[Text provided]
==========

A WHISTLE-BLOWER is claiming Colchester’s hospitals have been altering other data as well as that on the treatment of cancer patients.

The allegations come weeks after the NHS trust which runs Colchester General and Essex County hospitals was taken to task by health watchdogs for changing records of cancer patients.

A Care Quality Commission investigation found managers had bullied junior staff into altering data.

The resulting scandal led the watchdog Monitor to put the hospital into special measures.

Acting on information from whistle-blowers, inspectors checked 61 sets of records and found treatment for 22 patients might have been delayed by fiddled figures.

Now, public service unions say their members are making fresh claims that the scandal reaches well beyond cancer services.

Karen Webb, regional director for the Royal College of Nursing, said her legal department was looking at allegations by one nurse in an unnamed department, who claimed she was recently bullied into changing patients’ records.

Mrs Webb said: “We have told Monitor the member had already made management aware, but no action was taken.

==========

[Available data]

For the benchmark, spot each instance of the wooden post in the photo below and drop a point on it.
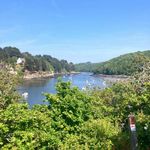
(134, 144)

==========

[Directions for this task]
List every name of a place, hospital or organization in the article about Colchester's hospitals. Leave out people's names.

[Finished exercise]
Colchester
Colchester General
Essex County
NHS
Care Quality Commission
Monitor
Royal College of Nursing